Short problem 1:
From the river personhood article, extract the passage between "New Zealand Grants" and "of a person.", inclusive.
Short problem 2:
Using the river personhood article, explain what granting the Whanganui legal personhood "in the same way a company is" is meant to achieve, and who will act on the river's behalf.
Short problem 3:
According to the river personhood article, where does the Whanganui rank in length among New Zealand's rivers?

start Extract to read

New Zealand Grants Legal Personhood Rights – To a River

International   |   Wesley J. Smith   |   Sep 10, 2012   |   10:07AM   |   Wellington, New Zealand

I keep warning that this “nature rights” movement is beginning to bite, and people keep rolling their eyes. But New Zealand just granted rights to a river.

From the New Zealand Herald story:

Meet the Whanganui. You might call it a river, but in the eyes of the law, it has the standings of a person.

In a landmark case for the Rights of Nature, officials in New Zealand recently granted the Whanganui, the nation’s third-longest river, with legal personhood “in the same way a company is, which will give it rights and interests”. The decision follows a long court battle for the river’s personhood initiated by the Whanganui River iwi, an indigenous community with strong cultural ties to the waterway. Under the settlement, the river is regarded as a protected entity, under an arrangement in which representatives from both the iwi and the national government will serve as legal custodians towards the Whanganui’s best interests.

end Extract to read
start Dataset excerpts

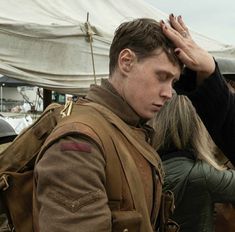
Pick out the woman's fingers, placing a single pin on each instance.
(193, 56)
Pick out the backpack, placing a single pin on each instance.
(17, 165)
(16, 170)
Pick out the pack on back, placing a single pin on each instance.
(16, 171)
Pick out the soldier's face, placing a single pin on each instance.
(148, 84)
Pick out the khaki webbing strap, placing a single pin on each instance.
(144, 148)
(129, 167)
(89, 125)
(134, 181)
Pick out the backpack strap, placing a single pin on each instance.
(129, 167)
(74, 124)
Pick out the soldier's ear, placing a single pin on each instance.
(125, 60)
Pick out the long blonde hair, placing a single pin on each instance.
(177, 124)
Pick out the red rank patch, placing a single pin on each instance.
(71, 146)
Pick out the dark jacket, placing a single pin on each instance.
(215, 105)
(196, 186)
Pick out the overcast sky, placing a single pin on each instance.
(215, 19)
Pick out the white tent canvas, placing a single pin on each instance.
(45, 43)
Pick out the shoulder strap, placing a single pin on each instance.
(129, 167)
(79, 122)
(144, 148)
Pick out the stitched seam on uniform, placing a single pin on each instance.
(74, 205)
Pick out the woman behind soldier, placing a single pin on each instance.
(192, 172)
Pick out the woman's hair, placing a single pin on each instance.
(178, 126)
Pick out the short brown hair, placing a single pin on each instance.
(142, 36)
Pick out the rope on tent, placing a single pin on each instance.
(90, 40)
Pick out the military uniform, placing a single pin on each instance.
(71, 176)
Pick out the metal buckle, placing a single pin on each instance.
(4, 183)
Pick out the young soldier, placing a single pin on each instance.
(84, 183)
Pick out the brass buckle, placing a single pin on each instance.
(4, 183)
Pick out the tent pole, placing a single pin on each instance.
(46, 98)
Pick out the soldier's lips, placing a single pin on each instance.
(157, 107)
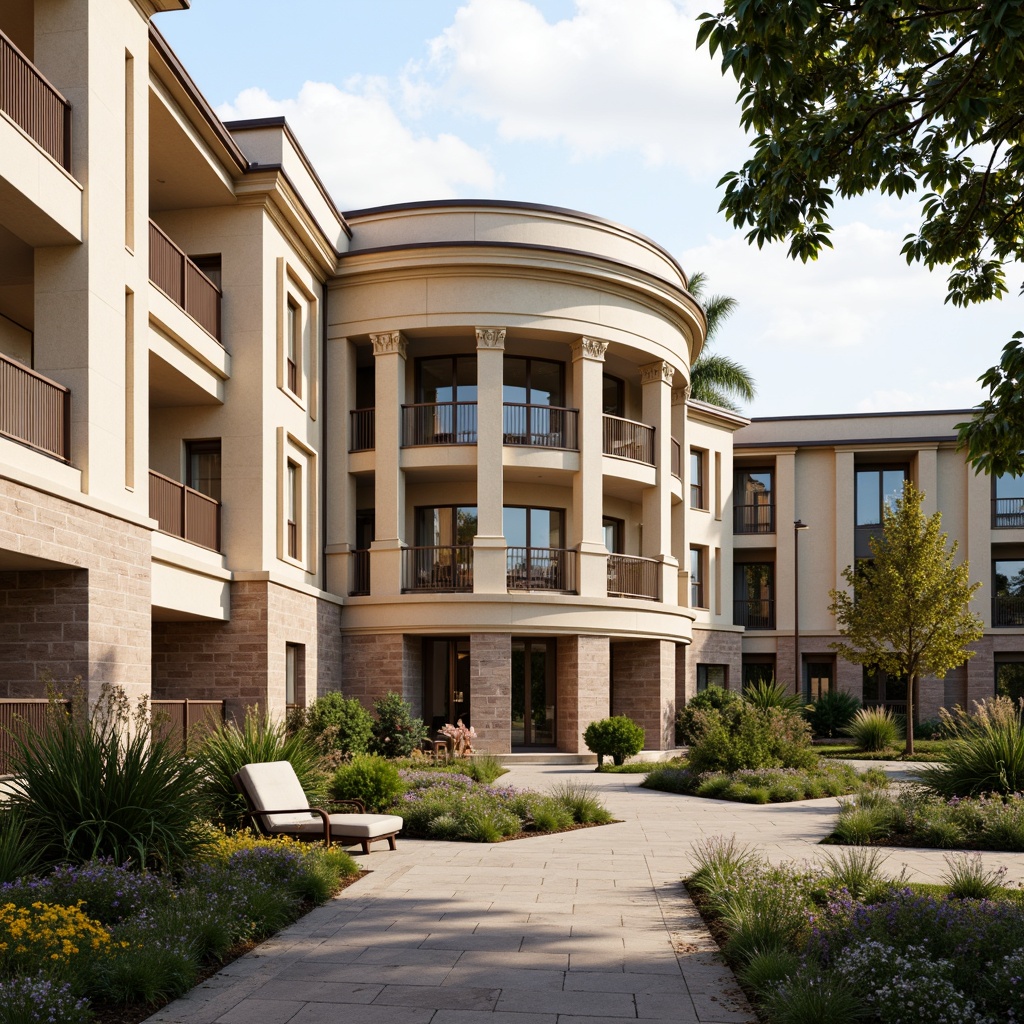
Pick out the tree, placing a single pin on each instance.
(716, 378)
(906, 609)
(848, 97)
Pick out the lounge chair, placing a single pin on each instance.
(279, 806)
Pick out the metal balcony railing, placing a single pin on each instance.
(541, 426)
(439, 423)
(34, 410)
(541, 568)
(630, 576)
(183, 283)
(437, 568)
(184, 512)
(629, 439)
(33, 103)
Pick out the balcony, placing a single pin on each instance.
(34, 410)
(438, 423)
(629, 439)
(183, 283)
(755, 613)
(448, 567)
(541, 426)
(630, 576)
(757, 518)
(183, 512)
(34, 104)
(1008, 513)
(541, 568)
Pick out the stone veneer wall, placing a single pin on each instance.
(584, 695)
(91, 619)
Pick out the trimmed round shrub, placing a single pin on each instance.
(617, 737)
(368, 777)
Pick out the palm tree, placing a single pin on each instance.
(715, 378)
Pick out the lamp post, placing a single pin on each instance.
(797, 527)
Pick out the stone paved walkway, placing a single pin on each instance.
(589, 926)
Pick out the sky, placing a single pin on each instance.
(604, 107)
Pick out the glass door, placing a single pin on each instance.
(532, 692)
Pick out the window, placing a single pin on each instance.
(697, 474)
(754, 595)
(754, 505)
(712, 675)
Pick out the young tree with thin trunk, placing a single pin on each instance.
(907, 607)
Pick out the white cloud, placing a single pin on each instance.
(614, 77)
(363, 151)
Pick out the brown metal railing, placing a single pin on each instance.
(184, 722)
(183, 283)
(439, 423)
(363, 430)
(34, 410)
(33, 103)
(630, 576)
(541, 568)
(437, 567)
(184, 512)
(541, 426)
(629, 439)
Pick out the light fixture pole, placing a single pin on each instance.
(797, 527)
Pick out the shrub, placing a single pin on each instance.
(713, 696)
(373, 779)
(617, 737)
(105, 787)
(395, 733)
(873, 729)
(832, 713)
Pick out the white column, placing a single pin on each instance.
(588, 483)
(488, 545)
(389, 484)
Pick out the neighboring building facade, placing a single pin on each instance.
(252, 450)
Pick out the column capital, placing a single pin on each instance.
(652, 373)
(392, 341)
(589, 348)
(491, 337)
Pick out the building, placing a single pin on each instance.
(253, 449)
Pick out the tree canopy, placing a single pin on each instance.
(907, 607)
(848, 97)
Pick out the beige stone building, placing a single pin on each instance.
(253, 450)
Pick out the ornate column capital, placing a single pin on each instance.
(392, 341)
(589, 348)
(491, 337)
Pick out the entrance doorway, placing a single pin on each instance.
(534, 692)
(445, 682)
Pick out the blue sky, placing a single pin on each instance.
(601, 105)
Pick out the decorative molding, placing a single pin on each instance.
(491, 337)
(589, 348)
(653, 373)
(385, 344)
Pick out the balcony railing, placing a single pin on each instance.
(34, 410)
(630, 576)
(1008, 611)
(184, 512)
(183, 283)
(33, 103)
(361, 430)
(437, 568)
(1008, 513)
(439, 423)
(755, 613)
(759, 518)
(541, 426)
(629, 439)
(541, 568)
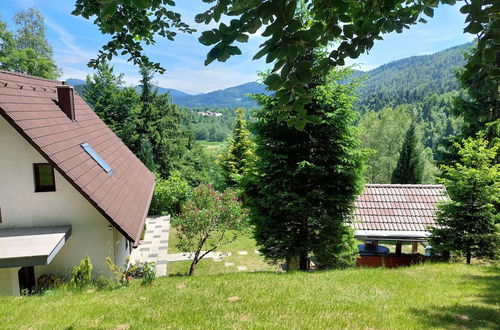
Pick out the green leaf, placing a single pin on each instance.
(272, 80)
(141, 4)
(312, 119)
(208, 38)
(429, 11)
(242, 38)
(300, 125)
(473, 28)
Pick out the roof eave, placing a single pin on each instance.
(83, 193)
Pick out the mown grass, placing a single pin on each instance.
(211, 148)
(425, 296)
(229, 264)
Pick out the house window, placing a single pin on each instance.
(44, 177)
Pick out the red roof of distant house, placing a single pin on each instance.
(28, 104)
(394, 207)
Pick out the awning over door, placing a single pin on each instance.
(22, 247)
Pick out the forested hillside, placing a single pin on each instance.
(400, 82)
(419, 89)
(411, 79)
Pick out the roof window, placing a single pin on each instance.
(95, 156)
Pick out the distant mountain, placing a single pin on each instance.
(232, 97)
(410, 79)
(404, 81)
(173, 92)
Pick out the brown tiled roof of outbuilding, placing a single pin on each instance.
(394, 207)
(28, 104)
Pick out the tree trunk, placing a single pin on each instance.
(304, 236)
(304, 261)
(197, 255)
(193, 264)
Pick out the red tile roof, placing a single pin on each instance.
(394, 207)
(27, 103)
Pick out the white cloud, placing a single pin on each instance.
(191, 80)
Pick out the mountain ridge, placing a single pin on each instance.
(401, 81)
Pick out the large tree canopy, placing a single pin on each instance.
(353, 24)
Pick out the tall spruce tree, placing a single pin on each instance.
(27, 50)
(409, 169)
(305, 182)
(115, 105)
(468, 220)
(239, 157)
(159, 128)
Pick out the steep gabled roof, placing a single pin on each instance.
(394, 207)
(29, 104)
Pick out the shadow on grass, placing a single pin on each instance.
(484, 315)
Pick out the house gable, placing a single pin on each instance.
(30, 106)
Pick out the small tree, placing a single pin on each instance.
(467, 221)
(302, 190)
(82, 274)
(239, 156)
(209, 219)
(409, 168)
(28, 50)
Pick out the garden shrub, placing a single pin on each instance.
(169, 194)
(148, 273)
(45, 282)
(125, 274)
(82, 274)
(102, 282)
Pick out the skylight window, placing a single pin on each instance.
(95, 156)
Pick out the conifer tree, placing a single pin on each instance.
(159, 122)
(304, 184)
(115, 105)
(467, 222)
(239, 156)
(27, 50)
(409, 169)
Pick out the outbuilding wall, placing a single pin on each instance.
(9, 283)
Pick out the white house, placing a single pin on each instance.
(69, 187)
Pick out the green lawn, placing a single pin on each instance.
(426, 296)
(253, 261)
(211, 147)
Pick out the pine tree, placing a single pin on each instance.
(159, 121)
(239, 156)
(305, 182)
(27, 50)
(409, 169)
(115, 105)
(467, 222)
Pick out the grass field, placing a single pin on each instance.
(439, 296)
(253, 261)
(211, 147)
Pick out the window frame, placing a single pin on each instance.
(36, 172)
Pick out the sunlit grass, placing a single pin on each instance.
(229, 264)
(424, 296)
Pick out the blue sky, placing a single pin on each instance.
(76, 40)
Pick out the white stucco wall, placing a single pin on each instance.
(92, 235)
(9, 283)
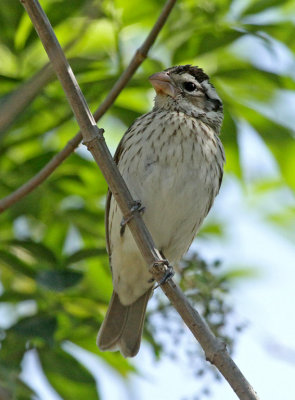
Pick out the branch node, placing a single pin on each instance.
(213, 353)
(90, 143)
(140, 56)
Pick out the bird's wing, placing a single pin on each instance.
(109, 195)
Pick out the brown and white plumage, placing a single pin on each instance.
(172, 161)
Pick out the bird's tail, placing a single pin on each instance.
(123, 325)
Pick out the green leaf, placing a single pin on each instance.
(67, 376)
(39, 326)
(84, 254)
(39, 250)
(59, 280)
(14, 262)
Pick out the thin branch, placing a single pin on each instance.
(19, 99)
(215, 350)
(135, 62)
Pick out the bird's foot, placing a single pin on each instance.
(168, 272)
(137, 206)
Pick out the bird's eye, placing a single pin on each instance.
(189, 86)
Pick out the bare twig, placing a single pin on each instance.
(135, 62)
(215, 351)
(18, 100)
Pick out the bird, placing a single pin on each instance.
(172, 160)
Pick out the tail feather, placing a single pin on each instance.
(123, 325)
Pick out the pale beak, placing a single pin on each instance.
(162, 84)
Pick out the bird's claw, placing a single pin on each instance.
(137, 206)
(168, 274)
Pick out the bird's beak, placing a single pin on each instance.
(162, 84)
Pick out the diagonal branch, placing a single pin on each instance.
(135, 62)
(19, 99)
(215, 351)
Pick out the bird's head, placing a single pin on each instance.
(187, 89)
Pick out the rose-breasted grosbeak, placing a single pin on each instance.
(172, 160)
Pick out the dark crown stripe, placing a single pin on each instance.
(196, 72)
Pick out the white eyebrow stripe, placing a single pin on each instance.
(211, 93)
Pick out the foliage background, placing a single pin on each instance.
(55, 280)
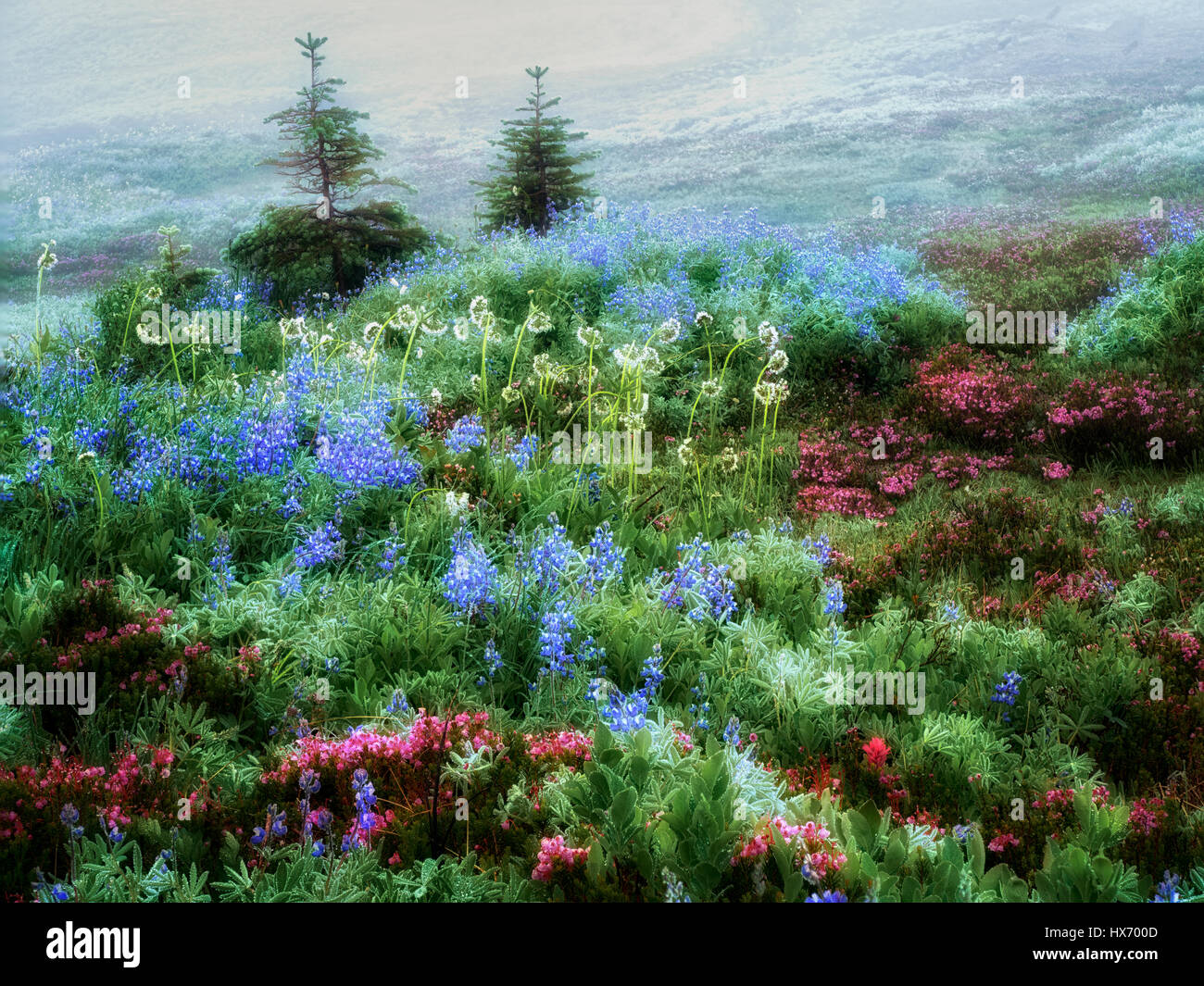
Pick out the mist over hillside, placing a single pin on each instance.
(803, 111)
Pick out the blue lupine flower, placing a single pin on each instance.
(1007, 692)
(392, 556)
(493, 660)
(603, 560)
(320, 545)
(827, 897)
(674, 890)
(220, 568)
(1167, 892)
(290, 585)
(696, 580)
(470, 583)
(554, 640)
(834, 598)
(524, 452)
(651, 670)
(546, 564)
(820, 549)
(624, 713)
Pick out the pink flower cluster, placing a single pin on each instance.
(567, 744)
(1000, 842)
(817, 849)
(1095, 414)
(1147, 814)
(428, 737)
(967, 393)
(553, 850)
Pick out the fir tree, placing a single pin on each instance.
(332, 241)
(534, 168)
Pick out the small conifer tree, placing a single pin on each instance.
(536, 171)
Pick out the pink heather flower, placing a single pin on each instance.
(877, 753)
(1000, 842)
(550, 852)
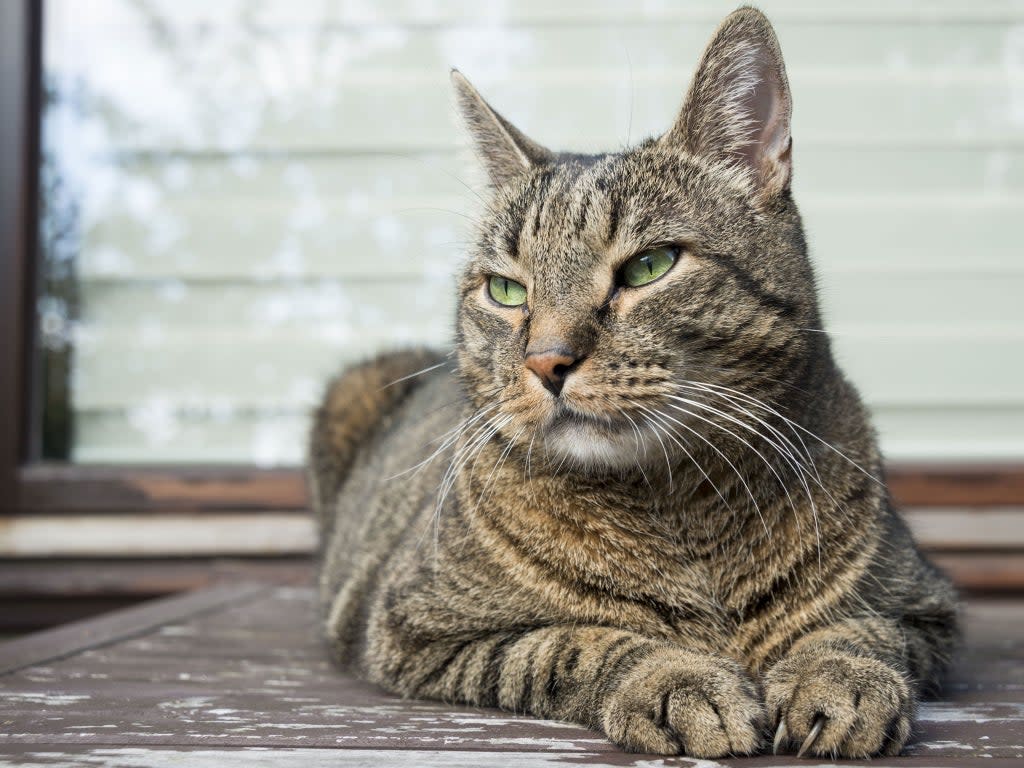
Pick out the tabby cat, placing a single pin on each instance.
(639, 496)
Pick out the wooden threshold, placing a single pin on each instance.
(60, 488)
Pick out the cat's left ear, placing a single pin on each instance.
(738, 105)
(506, 153)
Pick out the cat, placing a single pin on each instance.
(639, 495)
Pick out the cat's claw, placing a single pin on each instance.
(819, 723)
(780, 735)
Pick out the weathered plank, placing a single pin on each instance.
(76, 637)
(216, 673)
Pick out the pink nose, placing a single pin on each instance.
(552, 368)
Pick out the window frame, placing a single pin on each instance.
(29, 485)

end Dataset excerpts

Exercise response 1:
New Zealand Grants Legal Personhood Rights – To a River

International   |   Wesley J. Smith   |   Sep 10, 2012   |   10:07AM   |   Wellington, New Zealand

I keep warning that this “nature rights” movement is beginning to bite, and people keep rolling their eyes. But New Zealand just granted rights to a river.

From the New Zealand Herald story:

Meet the Whanganui. You might call it a river, but in the eyes of the law, it has the standings of a person.

Exercise response 2:
The status is meant to give the river rights and interests, so that it is regarded as a protected entity. Representatives from both the Whanganui River iwi and the national government will serve as its legal custodians, acting toward the river's best interests.

Exercise response 3:
It is the nation's third-longest river.